[Stored data entries]
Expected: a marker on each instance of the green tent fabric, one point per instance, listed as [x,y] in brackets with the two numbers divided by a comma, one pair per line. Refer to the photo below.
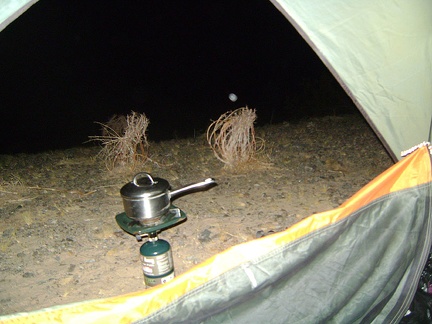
[359,263]
[11,9]
[381,53]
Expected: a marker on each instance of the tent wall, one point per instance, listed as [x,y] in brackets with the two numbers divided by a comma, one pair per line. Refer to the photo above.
[381,54]
[359,263]
[11,9]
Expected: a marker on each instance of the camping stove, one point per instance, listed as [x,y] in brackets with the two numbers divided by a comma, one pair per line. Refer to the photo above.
[172,217]
[148,211]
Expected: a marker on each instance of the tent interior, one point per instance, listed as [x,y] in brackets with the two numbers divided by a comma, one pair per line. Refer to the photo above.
[381,54]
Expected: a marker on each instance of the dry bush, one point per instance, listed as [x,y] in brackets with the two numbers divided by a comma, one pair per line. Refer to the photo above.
[232,137]
[116,125]
[124,140]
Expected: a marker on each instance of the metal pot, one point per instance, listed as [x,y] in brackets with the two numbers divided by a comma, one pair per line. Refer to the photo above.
[146,199]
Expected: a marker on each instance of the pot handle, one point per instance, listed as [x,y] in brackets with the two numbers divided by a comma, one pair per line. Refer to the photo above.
[142,175]
[192,188]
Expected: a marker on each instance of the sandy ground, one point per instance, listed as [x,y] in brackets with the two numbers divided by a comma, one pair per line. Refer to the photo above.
[59,242]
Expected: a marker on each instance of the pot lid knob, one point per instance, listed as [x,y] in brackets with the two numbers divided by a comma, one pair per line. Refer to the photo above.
[140,176]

§ What you have to do
Without any pictures, output the entries above exactly as they appear.

§ Answer section
Expected: a marker on each instance of the green tent fabric, one point per instance, listed as [x,y] in brackets with the two numbers divided by a comma, one pair per line. Refer to the photo below.
[359,263]
[11,9]
[381,53]
Expected: a marker on each instance of the tent wall, one point per instance, listed as [x,y] in brackets with the two numbers divided by a comma, one pair per line. Refer to the photo above.
[381,54]
[359,263]
[11,9]
Expected: a marker on each instance of the camping stove, one point per instance, listed as [x,y] in brackets with the two numbers divided by a comma, one pair per line. Refer to the photo above.
[172,217]
[148,211]
Expected: a marker on each instance of the tent interior, one point per instance, listed as [x,y] in brackets with the two numbers divided by a comma, one pair per line. Refer to the photo above.
[381,54]
Expected: a marker on each instance of the dry bush, one point per instance, listed as [x,y] in brackets with the two numbers divided by a comma, one pair per line. Refer to the photo above.
[232,137]
[116,125]
[124,140]
Expected: a marker on each instance of the metal pot, one point per instance, listed as [x,y] in brackets with the two numbers divided by a comma, one pair per line. Refer to the photo above.
[146,199]
Expected: a marker on each instance of the pot handle, one point per instance, listed as [x,y] in brackets with the two numbers divided by a comma, one pair per line. Refer to the photo above.
[142,175]
[192,188]
Expected: a marker on each instance of the sandy ground, one point per instance, listed as [x,y] in brackets with the two numbers divided by a comma, one pair per line. Refer to the photo above.
[59,242]
Expected: a marker on each instance of the pot lid knob, one point per instance, listed as [x,y] in brackets with the two numbers divided by a comma, one pair per line. Refer to the photo above.
[140,176]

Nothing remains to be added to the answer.